**Directions:**
Verbatim output required. Print the data in full.

**Region pointing data:**
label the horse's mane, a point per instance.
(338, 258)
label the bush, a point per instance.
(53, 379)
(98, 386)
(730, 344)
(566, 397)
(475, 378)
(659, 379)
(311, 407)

**Task result:**
label the horse's mane, a point per instance.
(338, 258)
label the bush, a point per instance.
(53, 379)
(98, 386)
(730, 344)
(566, 397)
(475, 378)
(659, 379)
(311, 407)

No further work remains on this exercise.